---------- Datenauszug ----------
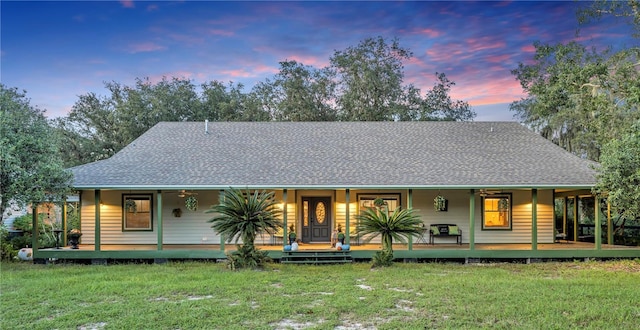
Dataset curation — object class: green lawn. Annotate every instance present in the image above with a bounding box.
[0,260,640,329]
----------
---------- Datenauszug ----------
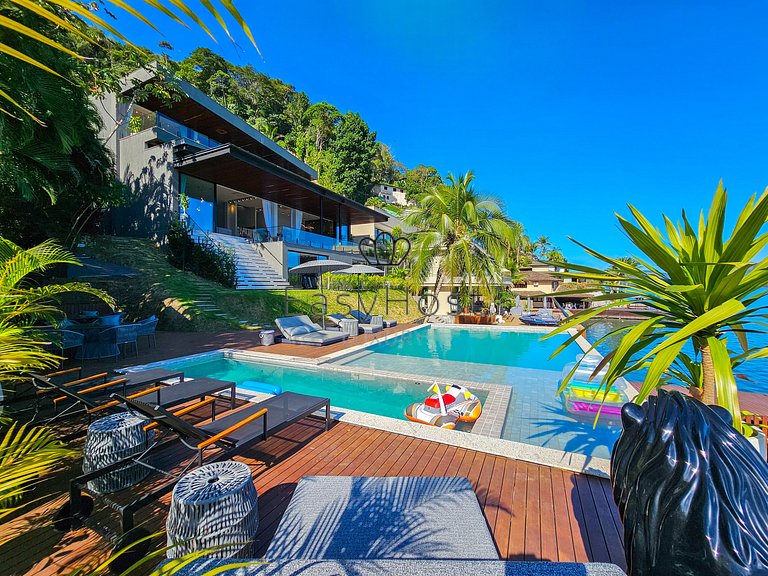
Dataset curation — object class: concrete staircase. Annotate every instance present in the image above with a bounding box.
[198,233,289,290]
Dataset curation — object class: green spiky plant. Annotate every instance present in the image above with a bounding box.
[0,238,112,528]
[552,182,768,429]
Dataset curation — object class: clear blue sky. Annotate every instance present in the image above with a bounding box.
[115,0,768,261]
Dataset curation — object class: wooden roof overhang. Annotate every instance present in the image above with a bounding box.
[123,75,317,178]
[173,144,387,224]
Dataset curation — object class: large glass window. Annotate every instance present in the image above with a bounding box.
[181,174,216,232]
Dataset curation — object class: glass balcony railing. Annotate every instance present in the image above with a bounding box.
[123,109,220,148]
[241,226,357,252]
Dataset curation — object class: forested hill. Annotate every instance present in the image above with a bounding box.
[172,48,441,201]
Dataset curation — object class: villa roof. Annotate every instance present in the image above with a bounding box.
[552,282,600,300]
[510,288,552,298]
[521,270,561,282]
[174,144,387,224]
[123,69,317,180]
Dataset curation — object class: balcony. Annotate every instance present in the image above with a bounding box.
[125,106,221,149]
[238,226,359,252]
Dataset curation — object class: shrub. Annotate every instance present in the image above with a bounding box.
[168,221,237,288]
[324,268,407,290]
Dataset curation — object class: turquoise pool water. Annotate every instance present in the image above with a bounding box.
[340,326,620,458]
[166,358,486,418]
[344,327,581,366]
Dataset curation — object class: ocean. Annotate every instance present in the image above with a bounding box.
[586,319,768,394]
----------
---------- Datenauszug ----------
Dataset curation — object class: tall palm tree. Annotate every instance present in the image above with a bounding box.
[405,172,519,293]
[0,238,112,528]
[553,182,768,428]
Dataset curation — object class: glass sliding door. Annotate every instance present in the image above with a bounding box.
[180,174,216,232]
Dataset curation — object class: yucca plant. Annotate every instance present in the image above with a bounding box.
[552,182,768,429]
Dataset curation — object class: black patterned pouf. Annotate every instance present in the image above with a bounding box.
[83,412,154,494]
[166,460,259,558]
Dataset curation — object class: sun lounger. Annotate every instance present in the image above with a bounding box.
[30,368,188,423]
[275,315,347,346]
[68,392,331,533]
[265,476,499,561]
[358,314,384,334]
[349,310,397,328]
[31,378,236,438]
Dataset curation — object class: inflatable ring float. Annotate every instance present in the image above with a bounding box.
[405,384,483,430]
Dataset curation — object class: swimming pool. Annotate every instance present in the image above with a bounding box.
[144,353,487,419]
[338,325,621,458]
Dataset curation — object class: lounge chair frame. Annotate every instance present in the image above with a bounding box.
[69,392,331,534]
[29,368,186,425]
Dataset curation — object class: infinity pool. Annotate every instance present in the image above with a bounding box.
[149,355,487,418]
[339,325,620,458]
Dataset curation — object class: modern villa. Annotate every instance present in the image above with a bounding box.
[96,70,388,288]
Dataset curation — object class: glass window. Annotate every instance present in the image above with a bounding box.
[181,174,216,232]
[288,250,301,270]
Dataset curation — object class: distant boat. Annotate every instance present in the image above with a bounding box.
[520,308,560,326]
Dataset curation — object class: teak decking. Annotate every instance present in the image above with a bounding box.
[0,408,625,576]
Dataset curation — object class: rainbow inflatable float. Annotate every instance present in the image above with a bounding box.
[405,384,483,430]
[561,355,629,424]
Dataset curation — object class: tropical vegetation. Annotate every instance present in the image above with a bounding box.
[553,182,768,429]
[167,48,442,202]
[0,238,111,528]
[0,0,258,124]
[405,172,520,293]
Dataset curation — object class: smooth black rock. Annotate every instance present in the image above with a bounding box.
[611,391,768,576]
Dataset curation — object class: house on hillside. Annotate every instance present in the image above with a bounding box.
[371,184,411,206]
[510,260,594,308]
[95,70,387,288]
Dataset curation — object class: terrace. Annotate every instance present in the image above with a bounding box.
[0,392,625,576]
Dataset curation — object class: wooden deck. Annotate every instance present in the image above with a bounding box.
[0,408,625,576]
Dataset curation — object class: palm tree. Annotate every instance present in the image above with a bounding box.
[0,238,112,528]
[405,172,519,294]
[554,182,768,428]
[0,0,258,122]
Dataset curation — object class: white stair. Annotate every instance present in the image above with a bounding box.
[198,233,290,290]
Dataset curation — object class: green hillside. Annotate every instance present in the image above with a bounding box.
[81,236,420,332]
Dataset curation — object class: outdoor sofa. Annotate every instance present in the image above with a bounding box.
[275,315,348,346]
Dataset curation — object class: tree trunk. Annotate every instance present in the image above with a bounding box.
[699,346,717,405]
----------
Schriftliche Anfrage: Schreib die Zeilen unverändert ab, beginnend mit der Zeile mit „Dataset curation — object class: green hillside.“ und weiter bis einschließlich der Zeile mit „[699,346,717,405]“.

Die Ausgabe:
Dataset curation — object class: green hillside. Annotate every instance present in the image above with a bounding box.
[81,236,420,332]
Dataset curation — object class: outdoor sofa. Annotate every instance present in the image above with a bounding box.
[275,315,348,346]
Dataset curation — object class: tree trunk. Annotate every instance present in the image above with a bounding box.
[699,346,717,405]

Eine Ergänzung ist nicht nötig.